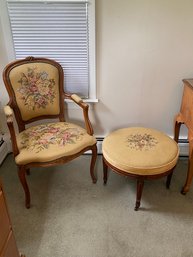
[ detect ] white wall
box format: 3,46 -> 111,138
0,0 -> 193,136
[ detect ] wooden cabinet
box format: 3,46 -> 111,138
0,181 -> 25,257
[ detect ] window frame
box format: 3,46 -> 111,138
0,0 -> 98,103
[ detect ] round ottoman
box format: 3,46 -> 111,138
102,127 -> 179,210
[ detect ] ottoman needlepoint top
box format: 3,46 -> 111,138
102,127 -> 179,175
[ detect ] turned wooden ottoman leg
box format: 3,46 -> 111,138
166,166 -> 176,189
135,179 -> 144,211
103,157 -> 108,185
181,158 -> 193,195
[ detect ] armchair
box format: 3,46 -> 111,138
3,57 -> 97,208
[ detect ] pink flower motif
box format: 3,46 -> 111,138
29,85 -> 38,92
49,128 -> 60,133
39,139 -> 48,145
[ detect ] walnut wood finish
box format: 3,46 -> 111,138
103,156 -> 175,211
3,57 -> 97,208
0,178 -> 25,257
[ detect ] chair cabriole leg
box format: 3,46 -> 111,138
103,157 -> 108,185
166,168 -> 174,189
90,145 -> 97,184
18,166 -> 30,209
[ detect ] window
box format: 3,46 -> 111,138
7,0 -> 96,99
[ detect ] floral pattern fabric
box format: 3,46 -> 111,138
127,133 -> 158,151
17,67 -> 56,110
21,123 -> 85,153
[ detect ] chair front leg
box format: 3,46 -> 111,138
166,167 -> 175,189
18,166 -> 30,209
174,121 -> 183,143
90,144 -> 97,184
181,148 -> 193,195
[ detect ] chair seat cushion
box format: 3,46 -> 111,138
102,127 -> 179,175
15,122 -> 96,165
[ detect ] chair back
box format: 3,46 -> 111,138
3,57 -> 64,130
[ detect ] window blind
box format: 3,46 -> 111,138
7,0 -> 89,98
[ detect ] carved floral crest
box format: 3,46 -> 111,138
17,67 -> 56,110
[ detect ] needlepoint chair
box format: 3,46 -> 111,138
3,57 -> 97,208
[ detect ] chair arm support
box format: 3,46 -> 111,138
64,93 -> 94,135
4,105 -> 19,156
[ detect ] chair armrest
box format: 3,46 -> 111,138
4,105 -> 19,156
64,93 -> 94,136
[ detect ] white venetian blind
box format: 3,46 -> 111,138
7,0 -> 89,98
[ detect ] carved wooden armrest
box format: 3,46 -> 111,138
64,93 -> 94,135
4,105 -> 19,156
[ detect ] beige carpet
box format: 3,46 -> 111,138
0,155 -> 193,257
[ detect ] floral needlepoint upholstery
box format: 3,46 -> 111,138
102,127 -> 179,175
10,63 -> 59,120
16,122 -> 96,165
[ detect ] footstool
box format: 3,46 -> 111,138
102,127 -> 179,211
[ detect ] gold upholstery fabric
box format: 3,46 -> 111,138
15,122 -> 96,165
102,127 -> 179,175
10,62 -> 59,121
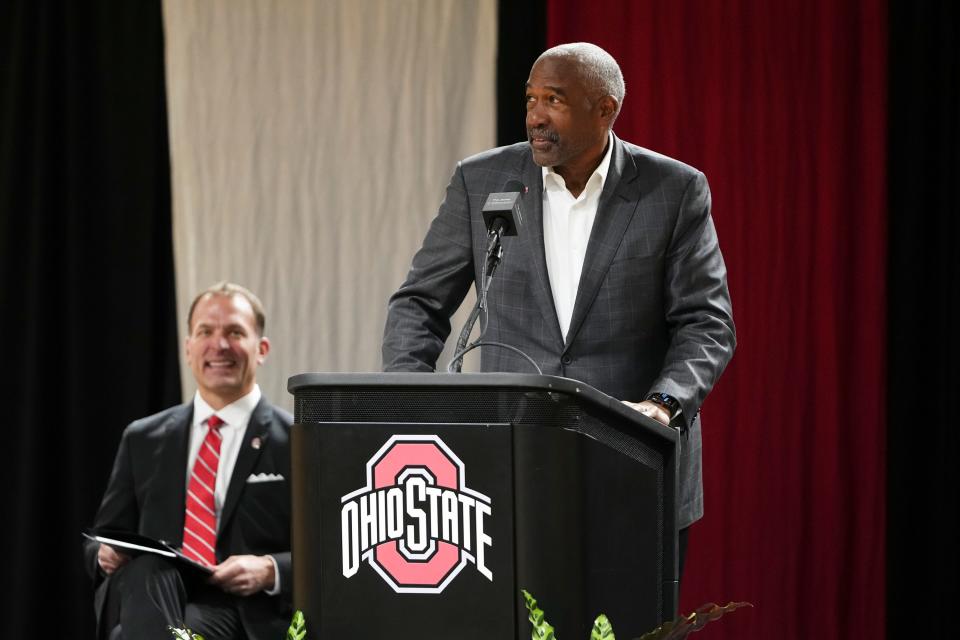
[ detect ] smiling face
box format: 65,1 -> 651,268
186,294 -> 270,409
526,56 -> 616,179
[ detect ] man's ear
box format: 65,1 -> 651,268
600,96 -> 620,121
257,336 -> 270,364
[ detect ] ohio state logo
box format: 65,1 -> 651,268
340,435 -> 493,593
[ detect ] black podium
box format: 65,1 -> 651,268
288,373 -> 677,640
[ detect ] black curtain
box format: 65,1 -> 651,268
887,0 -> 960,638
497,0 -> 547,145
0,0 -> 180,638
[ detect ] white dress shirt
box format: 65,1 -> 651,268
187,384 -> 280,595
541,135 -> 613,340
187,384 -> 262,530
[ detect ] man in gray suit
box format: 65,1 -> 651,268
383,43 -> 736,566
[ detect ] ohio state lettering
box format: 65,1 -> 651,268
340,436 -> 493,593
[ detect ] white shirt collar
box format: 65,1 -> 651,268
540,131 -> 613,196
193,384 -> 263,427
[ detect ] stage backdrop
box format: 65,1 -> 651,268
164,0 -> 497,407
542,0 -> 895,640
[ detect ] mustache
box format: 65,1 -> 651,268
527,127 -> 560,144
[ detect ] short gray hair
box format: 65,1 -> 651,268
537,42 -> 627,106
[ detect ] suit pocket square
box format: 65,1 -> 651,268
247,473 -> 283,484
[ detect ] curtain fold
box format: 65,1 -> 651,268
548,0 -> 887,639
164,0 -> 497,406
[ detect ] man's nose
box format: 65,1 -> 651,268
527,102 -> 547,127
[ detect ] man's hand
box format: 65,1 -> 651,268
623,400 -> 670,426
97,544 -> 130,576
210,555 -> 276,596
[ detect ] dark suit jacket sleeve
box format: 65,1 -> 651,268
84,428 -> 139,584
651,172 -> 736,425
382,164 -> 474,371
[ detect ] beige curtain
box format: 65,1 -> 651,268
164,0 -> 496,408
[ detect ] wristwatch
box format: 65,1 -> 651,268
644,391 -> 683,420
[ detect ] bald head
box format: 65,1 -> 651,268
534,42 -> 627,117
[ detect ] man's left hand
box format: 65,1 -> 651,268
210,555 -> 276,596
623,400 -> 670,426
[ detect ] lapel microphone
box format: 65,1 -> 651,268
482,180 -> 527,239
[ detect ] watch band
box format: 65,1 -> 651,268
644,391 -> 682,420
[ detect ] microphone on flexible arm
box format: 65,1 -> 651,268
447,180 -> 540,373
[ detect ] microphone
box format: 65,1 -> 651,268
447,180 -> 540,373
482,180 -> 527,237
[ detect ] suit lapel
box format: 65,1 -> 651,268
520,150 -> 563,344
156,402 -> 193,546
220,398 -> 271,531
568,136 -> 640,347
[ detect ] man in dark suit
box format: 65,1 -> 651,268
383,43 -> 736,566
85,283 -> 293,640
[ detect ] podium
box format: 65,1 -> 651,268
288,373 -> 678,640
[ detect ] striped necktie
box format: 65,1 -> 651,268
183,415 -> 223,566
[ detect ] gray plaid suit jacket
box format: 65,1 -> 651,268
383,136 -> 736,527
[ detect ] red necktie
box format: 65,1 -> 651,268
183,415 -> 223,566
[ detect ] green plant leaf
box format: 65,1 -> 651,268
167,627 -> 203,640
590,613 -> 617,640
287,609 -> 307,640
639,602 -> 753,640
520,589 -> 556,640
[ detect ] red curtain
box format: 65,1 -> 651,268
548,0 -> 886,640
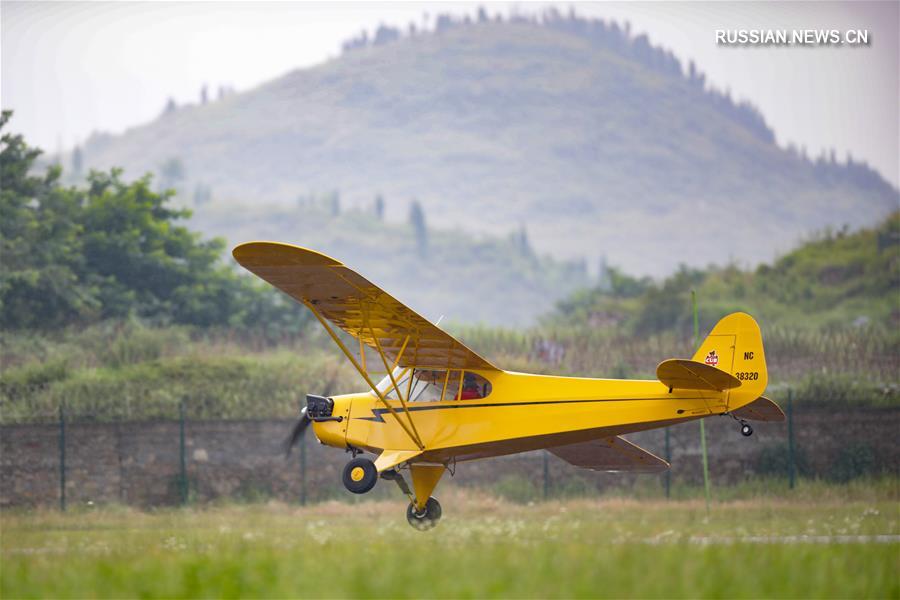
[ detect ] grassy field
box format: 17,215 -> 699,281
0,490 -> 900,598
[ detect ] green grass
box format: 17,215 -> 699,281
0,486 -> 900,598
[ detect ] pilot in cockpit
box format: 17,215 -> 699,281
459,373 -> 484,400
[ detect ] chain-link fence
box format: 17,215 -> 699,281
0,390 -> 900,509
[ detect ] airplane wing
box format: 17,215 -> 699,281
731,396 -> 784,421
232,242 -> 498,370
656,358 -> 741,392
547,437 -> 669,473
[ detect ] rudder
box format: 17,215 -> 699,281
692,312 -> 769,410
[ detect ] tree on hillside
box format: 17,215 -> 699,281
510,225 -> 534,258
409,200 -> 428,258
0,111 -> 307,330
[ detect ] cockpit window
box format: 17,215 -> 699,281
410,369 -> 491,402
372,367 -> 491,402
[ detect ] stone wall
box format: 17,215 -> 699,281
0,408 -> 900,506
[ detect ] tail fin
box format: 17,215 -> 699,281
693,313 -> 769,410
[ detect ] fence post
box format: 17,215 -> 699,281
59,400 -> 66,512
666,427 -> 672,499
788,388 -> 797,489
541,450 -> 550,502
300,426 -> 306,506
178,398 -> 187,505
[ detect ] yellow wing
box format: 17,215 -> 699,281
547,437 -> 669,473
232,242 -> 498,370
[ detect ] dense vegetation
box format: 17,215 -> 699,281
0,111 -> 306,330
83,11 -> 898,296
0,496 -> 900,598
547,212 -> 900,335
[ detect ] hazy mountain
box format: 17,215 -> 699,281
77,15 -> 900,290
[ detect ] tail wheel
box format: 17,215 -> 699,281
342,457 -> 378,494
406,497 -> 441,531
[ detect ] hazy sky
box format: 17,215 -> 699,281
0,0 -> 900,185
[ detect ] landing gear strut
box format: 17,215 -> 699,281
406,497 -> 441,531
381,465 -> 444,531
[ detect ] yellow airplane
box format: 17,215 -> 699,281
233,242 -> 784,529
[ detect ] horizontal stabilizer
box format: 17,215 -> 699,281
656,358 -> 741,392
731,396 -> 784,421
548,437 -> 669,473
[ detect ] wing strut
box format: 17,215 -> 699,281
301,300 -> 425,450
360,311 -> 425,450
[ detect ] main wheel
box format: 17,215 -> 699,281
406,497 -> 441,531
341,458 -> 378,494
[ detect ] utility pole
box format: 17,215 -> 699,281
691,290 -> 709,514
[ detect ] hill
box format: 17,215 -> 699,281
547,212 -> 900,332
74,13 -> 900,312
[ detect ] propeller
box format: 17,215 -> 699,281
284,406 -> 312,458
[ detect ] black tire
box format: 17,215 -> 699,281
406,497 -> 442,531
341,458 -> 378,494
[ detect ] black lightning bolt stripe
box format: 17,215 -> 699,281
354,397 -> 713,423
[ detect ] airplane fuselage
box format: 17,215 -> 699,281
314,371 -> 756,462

=-=-=-=-=

**Exercise description**
Copy the material from the line containing "[ detect ] carved floral crest" through the line containing "10,62 -> 59,121", both included, with the requests and format lines left unchanged. Scale every box coordinate in the answers by 2.6 and round each result to a whole number, with halves rounding up.

**Task response**
[ detect ] carved floral crest
box format: 3,46 -> 111,138
44,174 -> 146,286
[ detect ] needlepoint chair
box format: 3,46 -> 111,138
8,148 -> 252,541
[ detect ] chair arm support
box format: 3,46 -> 111,138
166,242 -> 244,351
10,273 -> 49,406
[ detect ] chair armrest
box format: 3,46 -> 111,138
10,273 -> 49,406
166,242 -> 244,354
[ detect ] white venetian blind
box format: 3,46 -> 111,138
18,0 -> 231,255
[ detect ] carved wooden armrest
box format: 3,46 -> 111,138
166,242 -> 244,351
10,273 -> 49,406
[ detect ] beige carpet
box format: 3,46 -> 111,138
0,403 -> 502,668
[ detect ] floral needlepoint upholstery
box format: 3,46 -> 111,138
265,330 -> 465,455
26,164 -> 153,312
42,317 -> 250,429
[ detect ] footstool
box format: 3,46 -> 111,138
265,330 -> 465,549
[ detect ] gold upholstery fabric
box format: 3,46 -> 111,138
39,317 -> 250,429
265,330 -> 465,455
26,161 -> 153,315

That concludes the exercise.